Directions: All the records that follow need to be reproduced exactly. Omit the images.
-- START OF Provided entries --
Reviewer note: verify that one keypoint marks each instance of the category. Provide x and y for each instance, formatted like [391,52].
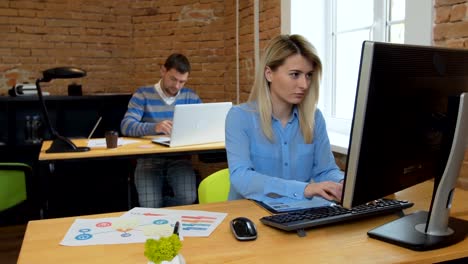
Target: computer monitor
[410,124]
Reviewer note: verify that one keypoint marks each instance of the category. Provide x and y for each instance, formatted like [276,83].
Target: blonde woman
[277,144]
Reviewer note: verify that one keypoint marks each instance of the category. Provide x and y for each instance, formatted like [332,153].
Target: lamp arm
[44,110]
[59,143]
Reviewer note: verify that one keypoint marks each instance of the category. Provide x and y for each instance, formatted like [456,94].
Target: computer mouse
[243,229]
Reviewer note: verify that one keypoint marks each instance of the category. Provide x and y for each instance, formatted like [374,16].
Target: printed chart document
[194,223]
[119,230]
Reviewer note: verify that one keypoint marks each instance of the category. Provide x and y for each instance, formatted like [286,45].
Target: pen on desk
[176,228]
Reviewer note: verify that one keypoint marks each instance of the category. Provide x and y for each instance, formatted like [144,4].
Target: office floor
[11,238]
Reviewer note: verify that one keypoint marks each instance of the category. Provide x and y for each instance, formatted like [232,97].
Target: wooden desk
[52,201]
[144,146]
[343,243]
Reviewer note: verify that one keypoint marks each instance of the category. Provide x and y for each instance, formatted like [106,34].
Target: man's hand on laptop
[164,127]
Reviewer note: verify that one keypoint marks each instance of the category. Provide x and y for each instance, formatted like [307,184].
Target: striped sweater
[146,108]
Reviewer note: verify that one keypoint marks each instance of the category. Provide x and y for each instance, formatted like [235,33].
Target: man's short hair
[179,62]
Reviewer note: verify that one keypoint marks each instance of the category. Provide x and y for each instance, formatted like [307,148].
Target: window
[337,29]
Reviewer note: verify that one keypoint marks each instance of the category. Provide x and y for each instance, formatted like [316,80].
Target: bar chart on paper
[194,223]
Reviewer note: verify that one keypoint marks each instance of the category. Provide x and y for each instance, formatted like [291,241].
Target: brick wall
[121,44]
[451,30]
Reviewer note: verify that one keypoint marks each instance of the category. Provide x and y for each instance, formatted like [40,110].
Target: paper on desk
[195,223]
[101,142]
[118,230]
-- END OF Provided entries --
Answer to this exercise:
Reviewer note: verify that one keypoint marks each instance of the category. Provide x and y for each instance, formatted like [391,52].
Target: computer monitor
[410,124]
Reviewer note: verify that one keypoint marks each instance of the category. Provide x and y for each instance, formatted like [276,83].
Target: blonde woman
[277,144]
Reviewer note: verify that one keypoint marks each instance of the category. Provide x and y for each instance, formatted like [332,153].
Target: lamp arm
[44,110]
[59,143]
Reviewer note: verify that one keypoint marks each instance of the category. Provide x and y for each instance, formatted like [456,94].
Target: computer mouse
[243,229]
Reviewer note: verify that one keypoint marks each instance of the category. Provide x and y for each instance, formatted like [374,16].
Target: printed chart document
[194,223]
[119,230]
Reviewer note: verify that one keypoint marks each instance of the category. Provide x and y for each instance, formatted like [286,45].
Target: pen on desk
[176,228]
Reviewer note: verify that one keypoint marks each instance of the category. Provide x and y for each instance, formatted like [144,4].
Target: office floor
[11,238]
Reviewer note: verify that one keypoint marks each instance of the category. Provide x and y for each instance, formatted like [232,97].
Target: wooden desk
[52,201]
[144,146]
[343,243]
Reviewer note: verify that one keypoint marks each instance of the category. Provide x and y for each instance, formatted like [106,34].
Target: man's hand on laptop
[164,127]
Reviewer note: verify that one keypoint marks each instance of the category. Provide x and y for each instance, formatted like [307,184].
Target: striped sweater
[146,108]
Reviewer note: verify that one keypoint marks each instance of the category. Provide x and y for each instance, formatted like [235,33].
Target: man's short hair
[179,62]
Reviewer note: verify that one keypoint marks each instance of the category. Provide x and y for each instance, formatted like [307,148].
Target: window
[337,29]
Reviewer note: verify that one keypoint marks each instance of the category. Provide x and y for each instance, formatted like [316,80].
Target: bar chart on paper
[194,223]
Reviewer note: verify that one keypoint marks each instance of the category. Provide x and y for each instance, formatted like [291,241].
Target: brick wall
[121,44]
[451,30]
Reviewer note: verify that one keypoint marks each instance of the category. Provide x and y for each instance, formatted like [40,110].
Target: paper on desk
[195,223]
[101,142]
[118,230]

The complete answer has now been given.